■ LISTING:
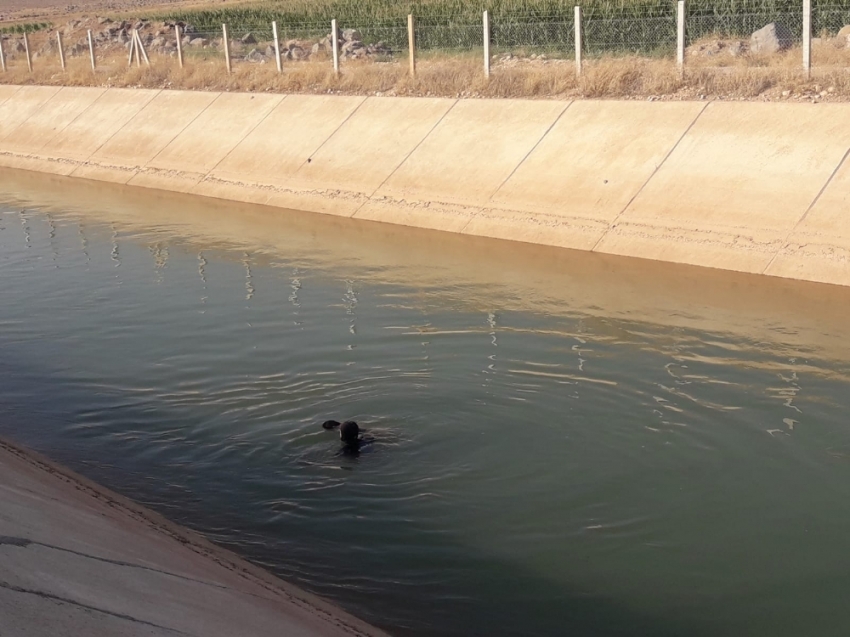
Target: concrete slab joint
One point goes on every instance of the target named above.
(743, 186)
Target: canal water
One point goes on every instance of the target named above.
(565, 443)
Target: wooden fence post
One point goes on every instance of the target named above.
(91, 50)
(335, 45)
(27, 47)
(133, 50)
(411, 43)
(276, 47)
(141, 48)
(226, 48)
(680, 37)
(179, 45)
(61, 49)
(486, 23)
(807, 38)
(577, 12)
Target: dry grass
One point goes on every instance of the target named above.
(746, 77)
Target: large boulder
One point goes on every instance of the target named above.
(351, 35)
(772, 38)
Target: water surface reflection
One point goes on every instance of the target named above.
(568, 443)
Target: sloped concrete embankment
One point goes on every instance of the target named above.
(752, 187)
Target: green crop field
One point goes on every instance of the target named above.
(615, 25)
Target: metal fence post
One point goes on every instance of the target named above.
(411, 43)
(807, 37)
(276, 47)
(61, 49)
(226, 48)
(27, 47)
(577, 12)
(335, 45)
(486, 22)
(179, 45)
(91, 50)
(680, 37)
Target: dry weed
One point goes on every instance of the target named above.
(744, 77)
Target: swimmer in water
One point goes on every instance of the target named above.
(349, 433)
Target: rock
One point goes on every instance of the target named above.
(351, 35)
(352, 46)
(737, 48)
(255, 56)
(771, 39)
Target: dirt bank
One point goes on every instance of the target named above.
(77, 559)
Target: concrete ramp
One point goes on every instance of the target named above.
(735, 187)
(145, 135)
(27, 101)
(468, 156)
(6, 91)
(72, 146)
(593, 162)
(206, 141)
(37, 131)
(747, 186)
(261, 168)
(818, 249)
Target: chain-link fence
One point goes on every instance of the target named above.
(640, 27)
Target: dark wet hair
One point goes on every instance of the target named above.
(349, 432)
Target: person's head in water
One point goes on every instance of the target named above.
(349, 433)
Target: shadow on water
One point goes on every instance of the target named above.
(518, 276)
(275, 493)
(42, 414)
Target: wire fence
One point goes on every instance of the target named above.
(631, 29)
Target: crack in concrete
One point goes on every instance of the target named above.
(23, 542)
(65, 600)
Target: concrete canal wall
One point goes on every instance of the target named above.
(746, 186)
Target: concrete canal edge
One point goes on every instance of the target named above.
(747, 186)
(77, 559)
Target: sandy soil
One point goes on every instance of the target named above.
(78, 559)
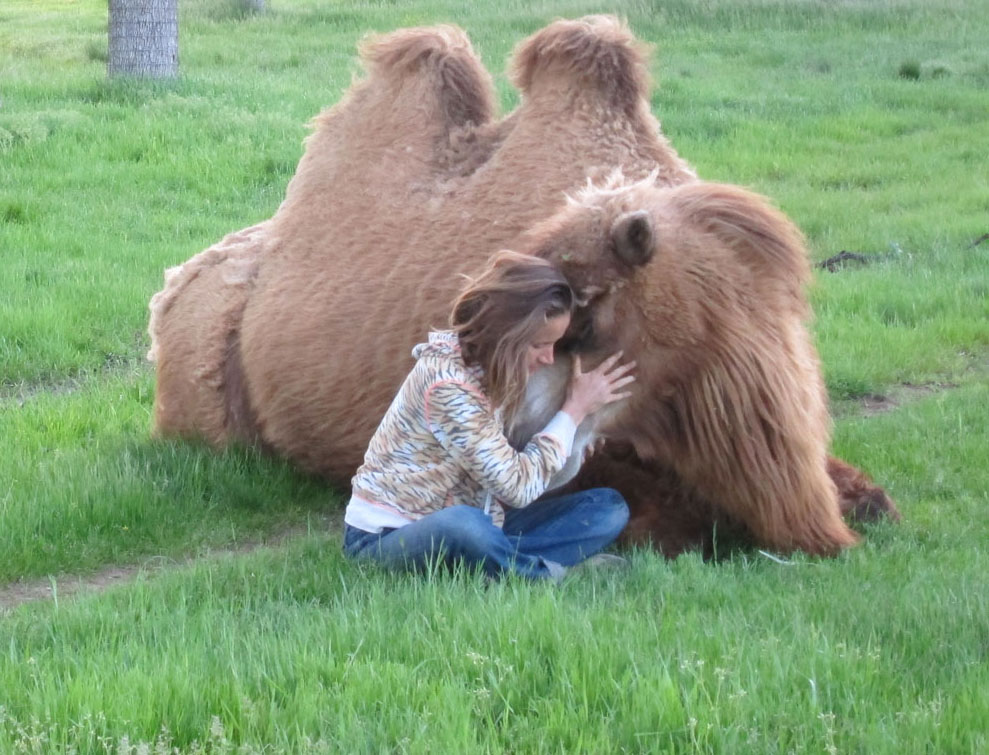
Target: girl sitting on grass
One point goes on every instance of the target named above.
(440, 481)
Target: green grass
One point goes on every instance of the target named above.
(864, 121)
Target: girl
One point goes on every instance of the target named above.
(440, 480)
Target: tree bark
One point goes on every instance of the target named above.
(144, 38)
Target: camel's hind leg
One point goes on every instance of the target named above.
(860, 499)
(194, 323)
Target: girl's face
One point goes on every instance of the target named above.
(540, 351)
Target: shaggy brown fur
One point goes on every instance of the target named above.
(703, 284)
(297, 332)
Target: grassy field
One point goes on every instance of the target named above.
(865, 121)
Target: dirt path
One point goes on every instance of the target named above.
(64, 586)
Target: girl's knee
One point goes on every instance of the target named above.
(466, 529)
(612, 509)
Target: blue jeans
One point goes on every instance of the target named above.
(537, 541)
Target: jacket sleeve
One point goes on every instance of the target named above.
(462, 420)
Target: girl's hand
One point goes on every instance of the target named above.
(590, 391)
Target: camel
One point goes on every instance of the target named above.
(295, 334)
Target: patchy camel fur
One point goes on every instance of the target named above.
(296, 333)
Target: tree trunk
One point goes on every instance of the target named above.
(144, 38)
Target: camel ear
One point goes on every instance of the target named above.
(632, 237)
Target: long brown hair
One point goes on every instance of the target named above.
(498, 315)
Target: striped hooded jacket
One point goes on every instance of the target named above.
(442, 443)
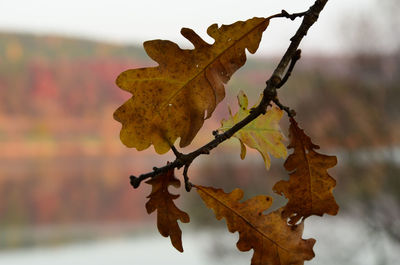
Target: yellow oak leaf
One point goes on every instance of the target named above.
(309, 189)
(167, 212)
(263, 133)
(173, 99)
(274, 242)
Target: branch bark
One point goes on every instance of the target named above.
(277, 79)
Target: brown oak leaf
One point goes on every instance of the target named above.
(167, 212)
(173, 99)
(309, 189)
(274, 242)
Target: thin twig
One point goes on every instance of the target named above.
(293, 62)
(269, 94)
(290, 112)
(188, 185)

■ TASK:
Can you give all the entries above as a two-column CSV with headers "target" and "points", one row per entry, each field quoted and its line breaks replaced by spaces, and with the pictures omitted?

■ SOLUTION:
target,points
"Target: concrete slab joint One point goes on every instance of the target named above.","(743, 186)"
"Target: canal water One point goes on every instance of the target named above.","(565, 443)"
"Target: wooden fence post One point goes on every instance of the target named above.","(91, 50) (335, 45) (27, 47) (133, 50) (411, 43) (276, 47) (141, 48) (226, 48) (680, 37) (179, 45) (61, 49) (486, 23) (807, 38) (577, 12)"
"Target: dry grass One point goes on every instance of the target named above.","(746, 77)"
"Target: large boulder One point goes on every instance of the target named above.","(351, 35) (772, 38)"
"Target: water surface reflection One point goes on every instance of the target named above.","(568, 443)"
"Target: sloped concrete embankment One point goes on every instance of the target named above.","(752, 187)"
"Target: green crop field One point goes on every instance of the target named above.","(615, 25)"
"Target: metal fence post One point goes on every instance of the target named above.","(411, 43) (807, 37) (276, 47) (61, 49) (226, 48) (27, 47) (577, 12) (335, 45) (486, 22) (179, 45) (91, 50) (680, 37)"
"Target: dry weed One point goes on every instance of the target named above.","(744, 77)"
"Target: swimmer in water One point goes on every instance of the target named above.","(349, 433)"
"Target: rock One point goes on every instance of the target named above.","(351, 35) (352, 46) (737, 48) (255, 56) (771, 39)"
"Target: dirt bank One point goes on every instance of the target named above.","(77, 559)"
"Target: concrete ramp One point goes on every instance of the target named above.","(735, 187) (145, 135) (27, 101) (468, 156) (6, 91) (72, 146) (593, 162) (206, 141) (37, 131) (747, 186) (261, 168) (818, 249)"
"Target: chain-link fence One point goes on every instance of the target named above.","(640, 27)"
"Target: dark wet hair One point goes on every instance of the target named above.","(349, 432)"
"Target: person's head in water One point goes on every instance of the target named above.","(349, 433)"
"Target: shadow on water One point goes on every instance of the target named above.","(518, 276) (275, 493) (42, 414)"
"Target: wire fence One point goes on every instance of the target named above.","(631, 29)"
"Target: crack in concrete One point goes on every instance of the target named above.","(23, 542) (65, 600)"
"Target: concrete canal wall One point goes on every instance of the target named above.","(746, 186)"
"Target: concrete canal edge One point goes on every instance of the target named above.","(747, 186) (77, 559)"
"Target: sandy soil One point goes on every instance of the target named above.","(78, 559)"
"Target: girl sitting on grass One point goes on every instance of the target named above.","(440, 481)"
"Target: green grass One point goes on every instance of the target named above.","(864, 121)"
"Target: girl One point goes on every instance of the target named above.","(440, 480)"
"Target: tree bark One point goes on every instance of the target named above.","(144, 38)"
"Target: camel's hind leg One point goes on every instance of the target named above.","(860, 499) (194, 323)"
"Target: girl's face One point goes on every instance of the target named above.","(540, 351)"
"Target: shaggy brown fur One point goes on every instance of the target named above.","(703, 284) (297, 332)"
"Target: grassy field One point goes on every instance of the target named above.","(865, 121)"
"Target: dirt path One point goes on every instance of the target named above.","(64, 586)"
"Target: girl's knee One point goes on every instance of the target named above.","(466, 529) (612, 509)"
"Target: blue jeans One point goes on every instance of the target named above.","(537, 541)"
"Target: jacket sleeve One point goes on every instance of the target named above.","(462, 420)"
"Target: girl's hand One point goes on every instance of the target named above.","(590, 391)"
"Target: camel One point goes on every instance of the target named above.","(295, 334)"
"Target: patchy camel fur One point goes on every instance of the target named above.","(296, 333)"
"Target: tree trunk One point goes on every instance of the target named above.","(144, 38)"
"Target: camel ear One point goes on every instance of the target named above.","(632, 237)"
"Target: long brown hair One point goes on every instance of the target named above.","(498, 315)"
"Target: striped hooded jacket One point goes on every instance of the target named above.","(442, 443)"
"Target: yellow oak leaf One point goes on every instance of the target named above.","(309, 189) (167, 212) (263, 133) (173, 99) (274, 242)"
"Target: branch bark One point goes on every instance of the target named above.","(277, 79)"
"Target: brown oak leaf One point goes on every instance of the target named above.","(167, 212) (173, 99) (309, 189) (274, 242)"
"Target: thin twig One point goes on every instance of the target named above.","(293, 62) (269, 94) (290, 112) (188, 185)"